BLOC DE TEXTE:
—————
Entretien avec Yann Moulier BoutangDeux jeunes chercheurs en Science Politique répondent aux questions de Yann Moulier-Boutang sur les motivations qui les ont amenés à s’intéresser au revenu garanti et sur les principales conclusions de leurs travaux. Leur motivation essentiellement politique est la traduction de l’intérêt qu’ils portent aux nouveaux mouvements sociaux. L’idée d’un revenu garanti est complexe, protéiforme, hétérogène notamment par ce qu’elle emprunte au libéralisme politique et à l’idée d’une autonomie personnelle.
Yann Moulier Boutang : Vous analysez, tous les deux, l’émergence dans l’espace politique de revendications autour du revenu garanti ainsi que la multiplication des mobilisations. Pourquoi vous êtes-vous tourné vers ce thème ? Quelle a été la genèse subjective de cet intérêt ?
Laurent Geffroy : Mon intérêt originel pour le sujet est d’ordre politique. En participant à Toulouse au mouvement social de l’hiver 1995, j’ai cherché, avec d’autres, à défendre l’idée d’un revenu social étudiant. L’enjeu était considérable, notamment pour des étudiants modestes privés de logement en cité U ou de bourses. Ceux-ci, parfois en rupture avec leurs parents, ne bénéficiaient d’aucune aide, en raison, paradoxalement, du niveau de ressources trop élevé de leurs parents. Pour éviter ces effets néfastes et garantir les conditions de l’autonomie financière, il s’agissait de défendre un revenu étudiant universel et inconditionnel. Mais pourquoi réserver cette allocation aux seuls étudiants ? Avec quelques syndicalistes étudiants nous avons envisagé la possibilité d’étendre la prestation aux personnes actives. Le débat sur la fin du travail, la publication notamment du livre d’André Gorz Misères du présent. Richesses du possible, en 1997, nous a considérablement aidé à déconstruire la sainte articulation entre le revenu et le travail. Mais à l’époque l’essentiel était ailleurs : mon mémoire de science-po était consacré à la genèse sociale de la loi Chevènement sur les étrangers et mon engagement était accaparé par l’organisation de manifestations contre l’extrême-droite et le négationnisme. Ce n’est qu’arrivé à Paris en 1998 que je me penche sérieusement sur la question du revenu garanti. En 1999, j’organise avec d’autres un colloque à la Sorbonne et prépare l’année suivante un DEA sur les projets d’allocation universelle et d’impôt négatif. Inscrit en thèse de science politique depuis maintenant un an et demi, j’ai quelque peu pris des distances par rapport à mon engagement premier en faveur du revenu garanti. J’abandonne, au moins provisoirement, une réflexion normative et prospective, et me consacre, quasi exclusivement, à l’histoire des projets et des politiques de revenu garanti en France. Je m’intéresse plus particulièrement à la circulation de l’idée, aux formes de mobilisation et aux retraductions opérées au sein de la haute fonction publique, des réseaux intellectuels, des associations de chômeurs, des partis politiques, des travailleurs sociaux, etc. La retenue que m’impose ma position d’observateur ne m’interdit pas de faire ressortir des enjeux qui peuvent paraître, à certains, politiques, et dont j’aurais peut-être l’occasion de parler.
—————
ENTRÉES:
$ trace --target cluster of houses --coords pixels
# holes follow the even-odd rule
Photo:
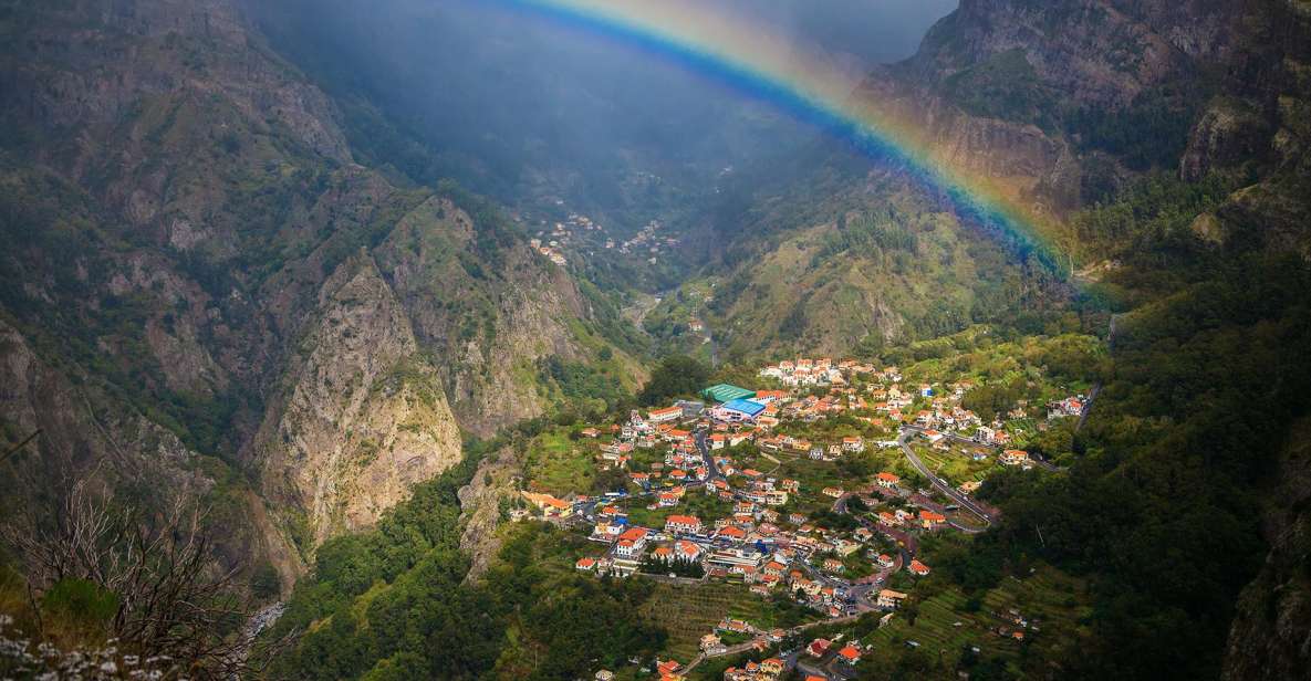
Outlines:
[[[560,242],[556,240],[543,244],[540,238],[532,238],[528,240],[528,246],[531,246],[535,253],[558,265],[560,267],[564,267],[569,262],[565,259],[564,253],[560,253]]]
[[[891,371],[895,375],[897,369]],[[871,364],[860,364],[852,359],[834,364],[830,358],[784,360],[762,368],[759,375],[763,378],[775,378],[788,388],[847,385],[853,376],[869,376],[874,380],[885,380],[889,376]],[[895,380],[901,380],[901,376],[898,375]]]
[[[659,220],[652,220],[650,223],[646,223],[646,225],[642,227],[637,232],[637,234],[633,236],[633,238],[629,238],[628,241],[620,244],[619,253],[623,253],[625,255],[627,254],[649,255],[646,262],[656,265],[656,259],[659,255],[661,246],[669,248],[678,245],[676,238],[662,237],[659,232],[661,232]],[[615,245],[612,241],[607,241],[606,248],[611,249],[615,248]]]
—————
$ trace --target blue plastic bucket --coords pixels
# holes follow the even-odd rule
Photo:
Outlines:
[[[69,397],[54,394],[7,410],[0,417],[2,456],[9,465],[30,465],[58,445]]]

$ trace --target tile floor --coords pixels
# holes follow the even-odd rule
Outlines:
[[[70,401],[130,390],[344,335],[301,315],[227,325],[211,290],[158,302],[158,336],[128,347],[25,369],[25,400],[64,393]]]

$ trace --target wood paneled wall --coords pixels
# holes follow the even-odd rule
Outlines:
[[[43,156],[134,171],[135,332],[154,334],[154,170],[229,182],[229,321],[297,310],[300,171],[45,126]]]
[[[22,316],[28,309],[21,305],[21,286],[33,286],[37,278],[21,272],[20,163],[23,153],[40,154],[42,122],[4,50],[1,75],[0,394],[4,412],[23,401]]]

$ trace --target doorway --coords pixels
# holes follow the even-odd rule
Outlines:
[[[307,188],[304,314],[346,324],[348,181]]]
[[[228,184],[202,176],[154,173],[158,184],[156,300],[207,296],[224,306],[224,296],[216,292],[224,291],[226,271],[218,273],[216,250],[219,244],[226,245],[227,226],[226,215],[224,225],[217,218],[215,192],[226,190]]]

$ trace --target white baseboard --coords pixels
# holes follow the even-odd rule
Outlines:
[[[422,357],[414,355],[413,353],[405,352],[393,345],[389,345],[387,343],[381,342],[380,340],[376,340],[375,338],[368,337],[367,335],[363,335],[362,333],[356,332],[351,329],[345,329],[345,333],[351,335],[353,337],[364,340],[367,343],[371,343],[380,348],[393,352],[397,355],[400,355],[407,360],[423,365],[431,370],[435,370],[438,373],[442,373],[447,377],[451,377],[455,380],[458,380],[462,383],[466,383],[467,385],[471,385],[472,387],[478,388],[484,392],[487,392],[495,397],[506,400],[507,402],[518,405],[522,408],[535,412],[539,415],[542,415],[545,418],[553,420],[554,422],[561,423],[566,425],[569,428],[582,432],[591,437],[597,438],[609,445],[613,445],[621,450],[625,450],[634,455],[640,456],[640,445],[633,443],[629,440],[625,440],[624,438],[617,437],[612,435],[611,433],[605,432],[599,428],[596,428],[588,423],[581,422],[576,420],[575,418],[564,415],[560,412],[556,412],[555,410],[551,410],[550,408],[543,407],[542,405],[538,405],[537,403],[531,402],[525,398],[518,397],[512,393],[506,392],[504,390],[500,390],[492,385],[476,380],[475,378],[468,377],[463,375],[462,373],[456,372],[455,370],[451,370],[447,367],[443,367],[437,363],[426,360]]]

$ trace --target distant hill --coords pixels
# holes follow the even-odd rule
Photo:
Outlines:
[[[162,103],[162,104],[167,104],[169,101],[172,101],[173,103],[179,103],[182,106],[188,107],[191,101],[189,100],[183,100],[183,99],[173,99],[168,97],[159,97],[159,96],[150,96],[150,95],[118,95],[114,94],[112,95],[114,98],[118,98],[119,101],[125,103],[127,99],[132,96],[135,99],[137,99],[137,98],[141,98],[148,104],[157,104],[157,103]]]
—————
CONSIGNE: Poursuivez l'entretien sur le revenu garanti à la suite de sa dernière phrase. Les entrées n'ont aucun rôle dans ce travail.

RÉPONSE ATTENDUE:
Daniel Mouchard : J’ai été pour ma part amené à travailler sur les questions relatives au revenu garanti dans le cadre plus large d’une thèse de science politique, qui portait sur la mobilisation pour l’accès à la représentation de groupes dits ” exclus ” : chômeurs, sans-papiers, mal logés. Mes recherches pour cette thèse ont porté plus spécifiquement sur les organisations de chômeurs, et notamment sur AC ! : de ce fait, j’ai rapidement rencontré la question du revenu garanti. Si cette question n’a constitué qu’un point abordé dans la thèse, parmi d’autres, elle m’a cependant semblé constituer une des originalités majeures de l’objet sur lequel je travaillais, et un de ceux qui restent le plus à creuser. En ce qui concerne les motivations à étudier cet objet, le retour réflexif est toujours difficile à opérer. Je crois que le choix de travailler sur certaines mobilisations de la décennie 1990 partait notamment, outre l’observation de l’actualité, d’un intérêt pour la période de l’après-68 et pour le devenir de ce qui avait pu se jouer à ce moment-là. Or, de plusieurs façons, les mouvements des années 1990 entretiennent des liens avec cette période antérieure, tout en renouvelant profondément certaines données du conflit. Dans ce cadre, l’enjeu du revenu garanti occupe une position centrale. Vu ce rapport à l’objet, la posture adoptée ne pouvait bien entendu être totalement neutre : cependant, je pense que l’objectif de ce travail résultait plutôt du projet d’exposer clairement et sans simplification les visées normatives des acteurs sociaux, que de prendre explicitement une position normative.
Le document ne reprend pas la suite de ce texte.